Return the listing in full and exactly, but without a single picture.

-- Opening Marker --

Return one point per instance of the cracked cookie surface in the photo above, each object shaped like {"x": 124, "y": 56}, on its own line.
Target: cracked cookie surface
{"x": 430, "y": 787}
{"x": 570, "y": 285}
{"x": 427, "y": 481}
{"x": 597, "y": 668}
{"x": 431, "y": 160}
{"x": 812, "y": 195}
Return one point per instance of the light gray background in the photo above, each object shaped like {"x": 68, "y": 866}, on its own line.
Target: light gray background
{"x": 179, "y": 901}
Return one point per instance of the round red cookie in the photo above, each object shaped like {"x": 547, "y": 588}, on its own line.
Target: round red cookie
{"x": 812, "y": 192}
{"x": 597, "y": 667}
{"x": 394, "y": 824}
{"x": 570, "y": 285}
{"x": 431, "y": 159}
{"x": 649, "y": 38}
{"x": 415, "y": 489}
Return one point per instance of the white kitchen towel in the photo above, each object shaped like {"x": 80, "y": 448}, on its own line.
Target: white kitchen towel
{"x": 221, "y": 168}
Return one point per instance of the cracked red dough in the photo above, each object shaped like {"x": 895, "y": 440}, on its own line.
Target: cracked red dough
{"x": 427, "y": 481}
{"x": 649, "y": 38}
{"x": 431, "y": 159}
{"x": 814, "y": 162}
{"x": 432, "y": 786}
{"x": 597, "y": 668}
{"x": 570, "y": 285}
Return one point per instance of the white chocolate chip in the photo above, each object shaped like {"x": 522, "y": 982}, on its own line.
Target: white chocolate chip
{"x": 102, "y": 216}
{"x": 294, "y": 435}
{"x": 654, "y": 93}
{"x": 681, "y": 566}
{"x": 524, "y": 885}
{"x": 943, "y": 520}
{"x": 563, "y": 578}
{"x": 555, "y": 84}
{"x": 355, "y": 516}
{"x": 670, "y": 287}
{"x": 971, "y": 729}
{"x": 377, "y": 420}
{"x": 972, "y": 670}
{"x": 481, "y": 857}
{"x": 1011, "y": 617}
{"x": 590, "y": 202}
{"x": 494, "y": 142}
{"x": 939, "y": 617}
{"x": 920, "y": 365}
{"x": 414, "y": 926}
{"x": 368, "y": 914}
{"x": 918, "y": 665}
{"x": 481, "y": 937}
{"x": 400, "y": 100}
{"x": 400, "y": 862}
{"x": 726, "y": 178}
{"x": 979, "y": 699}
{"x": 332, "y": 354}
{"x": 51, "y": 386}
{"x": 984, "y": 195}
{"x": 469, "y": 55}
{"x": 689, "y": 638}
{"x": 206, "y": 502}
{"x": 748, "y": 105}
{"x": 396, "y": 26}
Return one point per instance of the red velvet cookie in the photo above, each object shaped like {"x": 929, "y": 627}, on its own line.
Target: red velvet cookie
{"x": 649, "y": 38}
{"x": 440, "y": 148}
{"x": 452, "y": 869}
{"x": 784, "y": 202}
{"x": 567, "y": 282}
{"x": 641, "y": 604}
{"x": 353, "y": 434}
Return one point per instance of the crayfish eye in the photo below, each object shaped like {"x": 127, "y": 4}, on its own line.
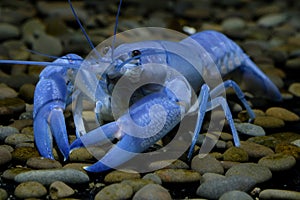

-- Closing Marker --

> SOLUTION TO THIS TASK:
Return one point per instance of the cracked cookie surface in the photo above, each object shaped like {"x": 124, "y": 56}, on its own line.
Target: cracked cookie surface
{"x": 430, "y": 787}
{"x": 570, "y": 285}
{"x": 427, "y": 481}
{"x": 597, "y": 668}
{"x": 431, "y": 160}
{"x": 812, "y": 195}
Return one point per instance of the light gray background in the photo above, each object shaped like {"x": 68, "y": 866}, on its own line.
Target: light gray background
{"x": 179, "y": 901}
Return one point per instance of the round red cookie in the photo above, each object shaped like {"x": 547, "y": 588}, on its own line.
Target: round red cookie
{"x": 812, "y": 192}
{"x": 597, "y": 667}
{"x": 394, "y": 824}
{"x": 570, "y": 285}
{"x": 431, "y": 159}
{"x": 649, "y": 38}
{"x": 415, "y": 489}
Return one point per instance of the white kitchen towel in the photo above, each object shaped like {"x": 80, "y": 448}, on its own line.
Target: white kitchen towel
{"x": 221, "y": 168}
Return one point per instance of the cracked red dough in the photo above, each object shaped like {"x": 895, "y": 440}, on its own line.
Target: cracked red dough
{"x": 427, "y": 481}
{"x": 649, "y": 38}
{"x": 431, "y": 159}
{"x": 814, "y": 162}
{"x": 432, "y": 786}
{"x": 597, "y": 668}
{"x": 570, "y": 285}
Return one point per instance of the white chocolate chip in the photo above, each object shaped like {"x": 522, "y": 982}, on its own line.
Target: white chocolate chip
{"x": 102, "y": 216}
{"x": 294, "y": 435}
{"x": 654, "y": 93}
{"x": 681, "y": 566}
{"x": 524, "y": 885}
{"x": 943, "y": 520}
{"x": 563, "y": 578}
{"x": 555, "y": 84}
{"x": 355, "y": 516}
{"x": 670, "y": 287}
{"x": 971, "y": 729}
{"x": 377, "y": 420}
{"x": 972, "y": 670}
{"x": 481, "y": 857}
{"x": 1011, "y": 617}
{"x": 590, "y": 202}
{"x": 494, "y": 142}
{"x": 939, "y": 617}
{"x": 920, "y": 365}
{"x": 414, "y": 926}
{"x": 368, "y": 914}
{"x": 918, "y": 665}
{"x": 481, "y": 937}
{"x": 400, "y": 100}
{"x": 400, "y": 862}
{"x": 726, "y": 178}
{"x": 979, "y": 699}
{"x": 332, "y": 354}
{"x": 51, "y": 386}
{"x": 984, "y": 195}
{"x": 469, "y": 55}
{"x": 689, "y": 638}
{"x": 206, "y": 502}
{"x": 748, "y": 105}
{"x": 396, "y": 26}
Return one point per instance of the red velvet cookie in the photo above, each object shaped like {"x": 929, "y": 627}, on its own line.
Target: red velvet cookie
{"x": 649, "y": 38}
{"x": 440, "y": 148}
{"x": 452, "y": 869}
{"x": 784, "y": 202}
{"x": 567, "y": 282}
{"x": 641, "y": 604}
{"x": 353, "y": 434}
Return one point per instance of the crayfish eye in the photo below, each object shaped like {"x": 127, "y": 4}, on its own line.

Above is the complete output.